• _Exercise prompt_
Below are some records; give them all again exactly, but not the pictures.
#####
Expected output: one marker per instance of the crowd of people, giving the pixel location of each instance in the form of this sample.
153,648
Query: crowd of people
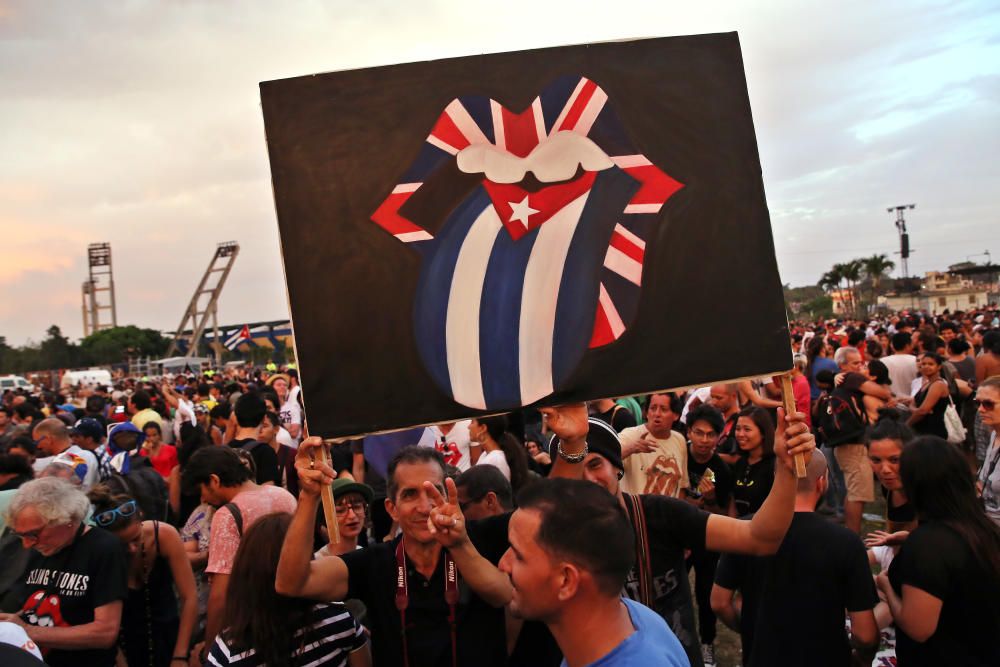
177,520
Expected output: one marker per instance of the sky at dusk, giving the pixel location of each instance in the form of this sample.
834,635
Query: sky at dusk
139,123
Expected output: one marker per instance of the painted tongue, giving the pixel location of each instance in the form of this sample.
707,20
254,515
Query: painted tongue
521,211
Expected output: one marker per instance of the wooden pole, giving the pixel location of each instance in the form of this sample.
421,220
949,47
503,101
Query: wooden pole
788,399
329,509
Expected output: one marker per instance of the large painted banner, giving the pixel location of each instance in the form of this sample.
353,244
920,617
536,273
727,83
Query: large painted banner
472,235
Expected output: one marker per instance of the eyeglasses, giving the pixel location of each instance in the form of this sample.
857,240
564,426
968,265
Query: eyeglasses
358,507
108,517
986,403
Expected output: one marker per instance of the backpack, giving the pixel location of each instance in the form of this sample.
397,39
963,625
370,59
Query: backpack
841,421
147,487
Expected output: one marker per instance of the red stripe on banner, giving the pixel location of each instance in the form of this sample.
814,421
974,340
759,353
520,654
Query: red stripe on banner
578,106
387,215
627,247
656,186
446,130
520,134
602,329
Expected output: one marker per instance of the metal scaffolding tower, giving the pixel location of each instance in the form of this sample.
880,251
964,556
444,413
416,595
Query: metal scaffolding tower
98,291
195,320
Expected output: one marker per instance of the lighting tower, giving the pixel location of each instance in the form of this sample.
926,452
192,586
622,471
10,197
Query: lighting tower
98,291
904,237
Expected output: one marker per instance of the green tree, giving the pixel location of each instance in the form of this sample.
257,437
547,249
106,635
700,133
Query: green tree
114,345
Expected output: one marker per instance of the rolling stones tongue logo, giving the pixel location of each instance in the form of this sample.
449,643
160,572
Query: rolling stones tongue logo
520,281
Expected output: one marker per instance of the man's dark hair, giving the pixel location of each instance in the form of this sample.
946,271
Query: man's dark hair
900,341
28,411
480,480
410,455
250,411
586,543
707,413
223,462
95,405
221,411
141,400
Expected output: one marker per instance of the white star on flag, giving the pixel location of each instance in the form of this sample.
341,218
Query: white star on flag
521,211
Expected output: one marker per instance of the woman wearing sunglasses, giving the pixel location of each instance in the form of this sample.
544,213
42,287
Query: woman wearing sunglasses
988,403
153,632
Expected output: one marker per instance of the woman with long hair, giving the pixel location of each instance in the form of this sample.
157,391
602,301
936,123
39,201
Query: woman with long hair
153,633
988,405
753,473
264,628
930,402
943,587
500,448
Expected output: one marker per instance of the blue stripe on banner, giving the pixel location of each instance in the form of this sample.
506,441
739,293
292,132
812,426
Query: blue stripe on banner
554,98
430,306
429,159
580,285
500,317
478,107
609,133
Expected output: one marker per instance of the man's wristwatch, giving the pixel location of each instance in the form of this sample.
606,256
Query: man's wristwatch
572,458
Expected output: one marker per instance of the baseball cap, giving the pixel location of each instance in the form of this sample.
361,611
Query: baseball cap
88,427
343,485
601,439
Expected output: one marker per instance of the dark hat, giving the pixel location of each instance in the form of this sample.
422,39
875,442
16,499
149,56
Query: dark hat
344,485
89,428
601,439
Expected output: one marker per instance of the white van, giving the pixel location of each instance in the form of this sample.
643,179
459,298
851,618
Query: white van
91,376
15,382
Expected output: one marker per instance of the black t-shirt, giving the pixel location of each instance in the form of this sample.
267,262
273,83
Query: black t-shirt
672,525
795,600
264,459
723,477
937,560
481,633
904,513
64,589
619,417
727,439
751,484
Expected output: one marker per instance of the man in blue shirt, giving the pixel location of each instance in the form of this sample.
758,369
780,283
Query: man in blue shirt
569,573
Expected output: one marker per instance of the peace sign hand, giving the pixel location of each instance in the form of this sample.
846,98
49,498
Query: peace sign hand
446,522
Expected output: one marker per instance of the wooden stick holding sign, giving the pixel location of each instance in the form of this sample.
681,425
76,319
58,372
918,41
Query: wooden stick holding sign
329,508
788,400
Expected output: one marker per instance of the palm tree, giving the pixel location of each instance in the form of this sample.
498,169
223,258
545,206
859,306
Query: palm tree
877,267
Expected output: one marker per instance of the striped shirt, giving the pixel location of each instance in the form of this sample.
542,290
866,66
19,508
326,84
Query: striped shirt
337,634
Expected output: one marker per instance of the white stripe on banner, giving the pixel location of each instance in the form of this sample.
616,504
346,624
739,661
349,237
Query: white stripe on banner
461,329
539,298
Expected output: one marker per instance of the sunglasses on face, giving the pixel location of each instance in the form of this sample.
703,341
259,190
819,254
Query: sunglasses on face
984,403
358,506
108,517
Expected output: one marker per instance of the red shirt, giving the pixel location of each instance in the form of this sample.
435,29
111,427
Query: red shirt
165,460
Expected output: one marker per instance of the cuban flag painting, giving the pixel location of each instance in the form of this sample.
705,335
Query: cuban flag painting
540,262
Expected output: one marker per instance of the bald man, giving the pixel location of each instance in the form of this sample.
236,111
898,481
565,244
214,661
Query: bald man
794,601
52,439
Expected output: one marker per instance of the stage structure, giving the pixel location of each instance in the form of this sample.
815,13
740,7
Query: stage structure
98,291
204,305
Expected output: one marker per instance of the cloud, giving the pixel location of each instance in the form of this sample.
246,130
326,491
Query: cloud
140,124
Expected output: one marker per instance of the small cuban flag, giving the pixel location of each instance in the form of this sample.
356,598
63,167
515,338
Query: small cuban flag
238,337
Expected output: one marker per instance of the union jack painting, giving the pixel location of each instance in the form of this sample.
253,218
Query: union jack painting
482,234
518,284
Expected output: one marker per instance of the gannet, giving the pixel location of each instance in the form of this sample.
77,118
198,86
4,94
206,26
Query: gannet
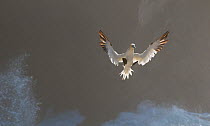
130,58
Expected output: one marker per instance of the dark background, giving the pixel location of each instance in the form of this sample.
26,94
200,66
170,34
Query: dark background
73,72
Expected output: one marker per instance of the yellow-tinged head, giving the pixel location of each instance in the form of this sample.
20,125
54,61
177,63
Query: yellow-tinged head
133,45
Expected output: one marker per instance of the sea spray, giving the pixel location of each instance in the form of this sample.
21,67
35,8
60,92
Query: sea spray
18,106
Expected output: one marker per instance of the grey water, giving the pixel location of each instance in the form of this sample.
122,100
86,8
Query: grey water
19,107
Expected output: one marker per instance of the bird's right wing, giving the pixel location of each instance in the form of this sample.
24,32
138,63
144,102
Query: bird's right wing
107,46
150,52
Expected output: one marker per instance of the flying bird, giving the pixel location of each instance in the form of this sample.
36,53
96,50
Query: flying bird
130,58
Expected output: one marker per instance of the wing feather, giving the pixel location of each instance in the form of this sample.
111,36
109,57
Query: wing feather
150,52
114,57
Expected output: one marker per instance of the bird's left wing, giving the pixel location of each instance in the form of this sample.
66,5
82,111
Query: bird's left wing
107,46
153,48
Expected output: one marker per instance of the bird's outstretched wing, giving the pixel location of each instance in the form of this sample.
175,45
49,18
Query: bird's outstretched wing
107,46
153,48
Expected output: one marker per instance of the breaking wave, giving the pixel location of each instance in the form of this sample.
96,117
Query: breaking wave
149,114
18,106
69,118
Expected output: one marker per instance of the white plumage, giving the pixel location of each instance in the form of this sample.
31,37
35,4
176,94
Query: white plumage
129,58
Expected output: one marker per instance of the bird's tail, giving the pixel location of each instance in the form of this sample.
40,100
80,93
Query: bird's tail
#####
• _Solution to this problem_
Expected output: one marker per instance of the crowd of people, giving the pixel location of each instance in the form of this sample.
153,648
Query: crowd of people
177,520
Expected output: one marker per instance of the sky at dusk, giving the pixel location of each instance in the form of this sample.
834,635
Query: sky at dusk
139,123
Expected output: one marker per instance of the painted tongue, giving the pixel location of each instance in the form of this sample.
707,20
254,515
Query: painted tongue
521,211
Expected output: one marker per instance of the wooden pole, giving the pixel location of each instance in the form of this sample.
421,220
949,47
503,101
Query: wooden pole
788,399
329,509
Expected output: one marker per instance of the large painted banner, giving the pixel location of each instance in the form of this sample.
353,244
920,617
536,273
727,83
Query: large painted banner
472,235
Expected output: one marker per instance of the eyeglasses, giving the pixel location of each instance in the form of this sample.
857,240
564,426
968,265
Query: eyeglasses
358,507
108,517
986,403
Expected output: one marker per instance of the backpack, giving the pixel location of each instance in the form of this sample.
397,39
963,625
370,59
Query: backpack
841,421
147,487
Expected output: one marker per instance of the red stripe on banner, giving the pixel location of each instance in the form of this sample.
814,421
974,340
759,353
520,654
Query: red stripe on banner
578,106
387,215
627,247
656,186
446,130
520,134
602,329
Expected output: one marker per instance of the metal scaffolding tower, giving the pixel location of each instance in the form of this sample.
880,251
964,556
444,413
416,595
Query: metal scaffolding tower
98,291
195,320
Expected output: one marker per instance of the lighting tower, giving the pixel location of each instance in the form of this sample.
926,452
192,586
622,471
10,197
Query: lighting tower
98,291
904,237
Expected output: one marker per instance of the green tree, giving the pixel location of each instance in the form of this sample.
257,437
547,249
106,635
700,133
Query: green tree
114,345
Expected output: one marker per instance of the rolling stones tongue logo, giving the pixel location of each instance in the form of this sample.
449,643
160,572
Query: rolling stones tongue logo
520,281
Expected output: one marker per instance of the man's dark hair, giving the pixel location of each instance in the form of this sample.
946,271
Query: man's dark hair
900,341
28,411
480,480
410,455
250,411
586,543
707,413
223,462
95,405
221,411
141,400
Expected output: one marker per instance of the white star on flag, giving the pixel location of each instance in the form of this sample.
341,218
Query: white star on flag
521,211
Expected output: one marker per instance of the woman wearing sunglasses, giving the pixel location of each instance in the form of this sample.
544,213
42,287
Query: woman wearing sunglasses
988,403
153,632
Expected output: one marker per instance of the woman with long hair, giving the pixel location of each instance in the form of this sample.
157,391
602,301
936,123
39,201
Query: woman with long hair
153,633
988,405
753,473
264,628
930,402
943,587
500,448
Expected output: one marker per instance of the blue stripe on banner, giving the pixel location of each instance in the form of this sample.
506,441
739,293
292,132
812,426
Query: blue stripe on banner
554,98
430,306
429,159
580,285
500,317
478,107
609,133
Expected output: one marker per instance of the man's wristwatch, giving the pixel location of each instance in the form of this sample.
606,256
Query: man's wristwatch
572,458
Expected output: one marker per instance of the baseball cap, giving the pixel location of each instance in the form of this sample.
361,611
Query: baseball cap
88,427
343,485
601,439
Expected output: one marker per instance of the dark hat, giving the pixel location of each instance in the form of this sample.
422,39
875,442
16,499
149,56
Query: dark hat
344,485
89,428
601,439
Expected output: one marker per instance of the white van, giving the pixel location of each instance in the form of this sample.
643,179
459,298
851,618
Query: white van
91,376
15,382
Expected output: one marker per instance of the black t-shirt, giving the pixel location of each instance in the form of this sample.
267,262
273,83
Query: black t-shirt
672,525
795,600
264,459
723,477
937,560
481,633
904,513
64,589
619,417
727,439
751,484
Expected output: one marker per instance of the man in blue shirt, giving the pixel location of each instance in the form of this sample.
758,369
780,283
Query: man in blue shirt
569,573
Expected output: one marker per instance of the peace sign hand, giving the pixel location of each instance in the form of this sample.
846,98
49,498
Query: peace sign hand
446,522
Expected output: one marker per instance of the wooden stick holding sign, giving the pixel location of each instance in the form of this sample.
681,425
76,319
58,372
918,41
Query: wooden stick holding sign
329,508
788,400
Expected output: one marker per instance of the palm tree, giving the pixel location of each instance in the form of this sample.
498,169
223,258
545,206
859,306
Query: palm tree
877,267
Expected output: one marker per instance of the striped shirt, giving the pixel location of each instance in the form of this sample.
542,290
866,66
19,508
326,84
Query: striped shirt
337,634
Expected output: one marker per instance of the white stripe on banner, giving the pixel location of each instance in the form of this sample.
616,504
346,624
739,661
349,237
Query: white stripe on banner
461,329
539,298
Expected output: one marker per instance of the sunglasses on face, giving the pixel location of each instance in the form of this sample.
703,341
259,190
819,254
Query: sunglasses on face
984,403
358,506
108,517
Expected output: one marker per instance of the red shirt, giving the pixel location of each instance in the form of this sample.
435,29
111,427
Query: red shirt
165,460
Expected output: one marker per instance of the cuban flag painting, giving the pixel location of each instance in the form of this sample.
705,335
Query: cuban flag painting
540,262
Expected output: one marker per instance of the bald man, giving the pixel location of each instance in the form of this sample.
236,111
898,481
565,244
214,661
Query: bald man
794,601
52,439
Expected output: one marker per instance of the stage structure, giving the pixel location of each instance in the form of this sample.
815,13
740,7
Query: stage structure
98,291
204,305
Expected output: one marker per instance of the cloud, giving the pixel location of each instance in the form of this sample.
246,130
326,491
Query: cloud
140,124
Expected output: one marker per instance of the small cuban flag, giving the pixel location of each instance in the form of this sample.
356,598
63,167
515,338
Query: small cuban flag
238,337
Expected output: one marker per instance of the union jack painting, giving the pixel location of each instance in the form of this sample.
253,218
Query: union jack painting
482,234
518,284
Expected output: one marker per instance of the gannet, giving the pixel location of each instance in the form of this sample.
77,118
198,86
4,94
206,26
Query: gannet
130,58
Expected output: one marker per instance of the dark background, giving the pixel location of each instance in the form of this sample.
26,94
200,66
170,34
Query: dark background
73,72
Expected output: one marker per instance of the yellow-tinged head, giving the pixel location of each instance in the form of this sample.
20,125
54,61
177,63
Query: yellow-tinged head
133,45
Expected output: one marker per instance of the sea spray, giving the pixel location of each instance in the form of this sample.
21,67
35,8
60,92
Query: sea spray
18,106
Expected output: one marker per instance of the grey water, giving the pixel location of each instance in the form of this sample.
122,100
86,8
Query: grey water
19,107
Expected output: one marker per instance of the bird's right wing, giving the pixel location of each instance in the form of this sample.
24,32
138,63
144,102
Query: bird's right wing
107,46
150,52
Expected output: one marker per instance of the flying bird, giving the pixel location of each instance in the form of this sample.
36,53
96,50
Query: flying bird
130,58
Expected output: one marker per instance of the wing feather, giving the pixel location of each instance in the form of this sample.
111,36
109,57
Query: wing feather
150,52
114,57
Expected output: one marker per instance of the bird's left wing, giving the pixel location of each instance in the form of this sample.
66,5
82,111
Query: bird's left wing
107,46
153,48
Expected output: one marker per instance of the bird's outstretched wing, giving the pixel location of each instance in the form of this sample.
175,45
49,18
Query: bird's outstretched wing
107,46
153,48
Expected output: one marker per instance of the breaking wave, giving the pixel location of each instance in the form of this sample.
96,117
Query: breaking wave
149,114
18,106
69,118
Expected output: one marker per instance of the white plumage, giving the pixel location of each instance in the form of this sample.
31,37
35,4
176,94
Query: white plumage
129,58
Expected output: one marker per instance of the bird's tail, giving the pixel location of each instance in the form of this sample.
40,100
80,93
Query: bird's tail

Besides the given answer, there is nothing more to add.